EXERCISE INSTRUCTIONS
Print each line of the listing once more, precisely as given.

Pointing and labeling entries
start
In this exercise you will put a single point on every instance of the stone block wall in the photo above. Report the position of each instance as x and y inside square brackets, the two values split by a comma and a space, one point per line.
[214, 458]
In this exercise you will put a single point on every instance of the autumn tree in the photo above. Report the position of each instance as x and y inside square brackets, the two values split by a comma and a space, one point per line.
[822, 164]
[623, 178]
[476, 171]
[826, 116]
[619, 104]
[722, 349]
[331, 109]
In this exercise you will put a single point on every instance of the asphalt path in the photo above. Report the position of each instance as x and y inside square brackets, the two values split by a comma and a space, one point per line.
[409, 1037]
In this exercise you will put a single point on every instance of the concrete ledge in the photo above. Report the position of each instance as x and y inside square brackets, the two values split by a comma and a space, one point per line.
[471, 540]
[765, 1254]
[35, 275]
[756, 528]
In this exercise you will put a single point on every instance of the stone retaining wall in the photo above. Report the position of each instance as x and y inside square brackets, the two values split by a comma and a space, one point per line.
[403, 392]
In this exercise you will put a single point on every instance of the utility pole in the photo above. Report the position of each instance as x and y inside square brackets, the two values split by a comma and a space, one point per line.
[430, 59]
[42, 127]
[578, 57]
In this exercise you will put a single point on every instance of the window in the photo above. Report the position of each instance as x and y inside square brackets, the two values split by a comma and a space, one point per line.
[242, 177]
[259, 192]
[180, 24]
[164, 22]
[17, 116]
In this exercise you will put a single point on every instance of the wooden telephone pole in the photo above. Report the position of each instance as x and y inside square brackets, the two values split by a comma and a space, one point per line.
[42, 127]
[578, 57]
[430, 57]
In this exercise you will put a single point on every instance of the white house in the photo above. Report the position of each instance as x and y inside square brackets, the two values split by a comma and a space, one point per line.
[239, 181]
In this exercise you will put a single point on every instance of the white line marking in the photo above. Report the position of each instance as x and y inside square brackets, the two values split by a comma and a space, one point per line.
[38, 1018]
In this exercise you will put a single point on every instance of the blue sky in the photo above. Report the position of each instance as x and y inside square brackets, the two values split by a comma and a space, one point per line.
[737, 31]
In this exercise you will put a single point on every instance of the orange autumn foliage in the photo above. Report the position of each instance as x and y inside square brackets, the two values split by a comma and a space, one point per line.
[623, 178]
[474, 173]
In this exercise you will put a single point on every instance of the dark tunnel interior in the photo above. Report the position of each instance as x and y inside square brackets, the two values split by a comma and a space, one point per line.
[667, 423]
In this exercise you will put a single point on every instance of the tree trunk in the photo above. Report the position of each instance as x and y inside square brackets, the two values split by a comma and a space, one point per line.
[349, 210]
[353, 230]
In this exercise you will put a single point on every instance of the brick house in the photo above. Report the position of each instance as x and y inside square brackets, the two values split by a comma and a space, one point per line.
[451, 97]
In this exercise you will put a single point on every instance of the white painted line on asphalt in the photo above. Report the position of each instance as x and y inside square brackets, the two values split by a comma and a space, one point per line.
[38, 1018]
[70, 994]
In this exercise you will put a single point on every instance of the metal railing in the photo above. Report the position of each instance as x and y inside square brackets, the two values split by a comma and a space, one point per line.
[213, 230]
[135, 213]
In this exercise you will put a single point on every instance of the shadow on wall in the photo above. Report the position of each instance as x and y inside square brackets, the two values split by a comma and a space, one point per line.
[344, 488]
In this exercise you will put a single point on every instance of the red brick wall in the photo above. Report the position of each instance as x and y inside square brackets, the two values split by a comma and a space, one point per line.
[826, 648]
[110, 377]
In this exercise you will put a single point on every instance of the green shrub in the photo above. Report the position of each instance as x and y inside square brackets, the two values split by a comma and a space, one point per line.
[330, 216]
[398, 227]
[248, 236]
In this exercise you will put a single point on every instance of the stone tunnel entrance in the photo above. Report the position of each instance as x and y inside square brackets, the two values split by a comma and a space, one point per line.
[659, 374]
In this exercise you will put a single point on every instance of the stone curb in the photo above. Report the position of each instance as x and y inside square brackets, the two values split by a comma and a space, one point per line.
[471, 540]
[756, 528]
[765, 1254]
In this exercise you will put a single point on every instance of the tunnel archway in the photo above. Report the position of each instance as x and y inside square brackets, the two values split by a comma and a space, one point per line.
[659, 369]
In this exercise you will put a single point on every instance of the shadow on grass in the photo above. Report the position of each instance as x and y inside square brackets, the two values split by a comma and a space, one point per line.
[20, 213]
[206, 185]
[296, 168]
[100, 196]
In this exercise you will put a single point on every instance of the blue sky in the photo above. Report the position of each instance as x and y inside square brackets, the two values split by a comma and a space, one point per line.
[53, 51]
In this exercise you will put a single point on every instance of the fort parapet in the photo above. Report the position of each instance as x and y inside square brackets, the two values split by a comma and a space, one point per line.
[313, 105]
end
WRITTEN RESPONSE
In this exercise you will put a single point on every instance of the stone block wall in the photo above. Report the position of each instance as x and y inside square brackets, the two values split by a comma and a space, one point per line.
[214, 458]
In this exercise you will put a single point on every instance of the autumn tree in the photo above. Report the position of each instance as x and y inside square brackets, the two values split by a comma and a space, one point per line.
[822, 164]
[623, 178]
[476, 171]
[826, 116]
[619, 104]
[722, 349]
[331, 109]
In this exercise you will put a single point on every instance of the asphalt path in the photo above. Report the position of each instance as x and y inside square brackets, the two values split by a comma and a space, one point per line.
[409, 1037]
In this exercise you will put a single point on every instance of the concrete ledge in the photo above. Report the position of each instance as x and y inside square brackets, the two values split by a comma and a space, one point per line.
[471, 540]
[765, 1254]
[35, 275]
[756, 528]
In this exercise you will put a single point on every instance of the stone retaining wall in the photo above. Report the position of each instance as x and y inside square brackets, the two values split by a comma and a space, one point per line.
[403, 392]
In this exercise you will put a single point on every instance of the utility pole in the photo above. Report the position of each instance as x and y inside square brackets, the two values split by a comma and a space, one point per line.
[430, 59]
[42, 127]
[578, 57]
In this exercise you will put a single point on every instance of the window in the photo above. Report the position of each instance as x and y inside square brackets, the two values split by a comma and a space, one point per line.
[242, 177]
[259, 192]
[180, 24]
[164, 22]
[17, 116]
In this exercise you will put a single point on every instance of the wooden telephone pole in the photo above. Report the position of each instance as x and y inside square brackets, the two values split by a comma and a space, one point per line.
[42, 127]
[578, 57]
[430, 57]
In this exercise you will put a single point on every instance of the white house in the photo above. Report the position of each instance as x and y inside square brackets, the two values split by a comma and a space, one point per line.
[239, 181]
In this exercise you will put a single point on every instance of the white line marking in the photo above. Report the position of each instance as x and y inside square brackets, the two values split by a comma and a space, one point per line.
[38, 1018]
In this exercise you will put a single point on every instance of the blue sky in the photo above. Report the position of each instance as x and y inside square brackets, the two values split by a comma and a space, one point per line.
[737, 31]
In this exercise you will put a single point on every instance of the orange autumn foliage in the photo above. Report the position of each instance as x and y inside square brackets, the two values split by a comma and a space, one point per line.
[623, 178]
[474, 173]
In this exercise you will put a single point on every instance of the dark tunnel interior in the photo above. Report the position of each instance as x and y inside square brackets, the two values split by a comma and a space, one point per line.
[667, 423]
In this exercise you will put a single point on every instance of the tree trunk in the photo above. Report the position of each instance as x and y inside square brackets, the two values split by a comma and a space, one point per line.
[349, 210]
[353, 230]
In this exercise you will put a single point on every instance of the brick house in the photo above. Report the position of each instance as x and y inside square brackets, the two values split by a comma and a space, one point per line.
[451, 97]
In this exercise you will put a single point on every instance of the white painted line on asphalt in the photo above. Report the position of each instance as x and y inside square brackets, the two values split by a comma and a space, one point per line.
[38, 1018]
[70, 994]
In this exercise you will put a single point on every instance of the metal railing in the photo above. Report the position of each instance as x and y inside square brackets, the two values split by a comma and a space, one point per line.
[213, 230]
[135, 213]
In this exercise you will put a single point on every instance of the shadow on wall in the photo above. Report the position of each instance as x and y inside square brackets, the two values split by a comma and a space, one point per line.
[344, 488]
In this exercise you will put a single point on every instance of the red brick wall in the photo above. Report the position of each instance as x and y inside square brackets, the two values split by a comma and a space, one point per line.
[826, 648]
[110, 377]
In this exercise you will put a single point on every instance of the green shrub in the photo above. Report the position of each instance as x and y inside square brackets, the two values split by a comma and a space, one point per line.
[330, 216]
[398, 227]
[248, 236]
In this exercise you will put a single point on every instance of the stone tunnel entrance in the photo above. Report the position of each instance as x and y inside square brackets, the two values split by a comma and a space, one point per line.
[659, 374]
In this exercise you will put a single point on every instance of the stone curb in the photo above. Report the position of each instance as x and y inside square brackets, the two values split by a comma and a space, one point per line.
[471, 540]
[756, 528]
[765, 1254]
In this exercise you will put a single point on every instance of the tunnel archway in the photo above. Report the position of each instance as x and y inside square brackets, the two values split by a comma and a space, one point per line.
[659, 369]
In this exercise you will put a single point on every instance of the shadow on grass in the photo above. Report the position of each instance as x and y inside square brackets, the two values split by a comma and a space, one point per line.
[20, 213]
[206, 185]
[296, 168]
[100, 196]
In this exercise you will put a single point on every instance of the blue sky in the photo above. Report the position of each instance as x and y inside square brackets, the two values split by a comma and a space, one point per line.
[53, 51]
In this exercise you will put a single point on every instance of the fort parapet in the photo above. Report the position of each instance as x and y inside square brackets, the two values split by a comma and a space, one point per line.
[313, 105]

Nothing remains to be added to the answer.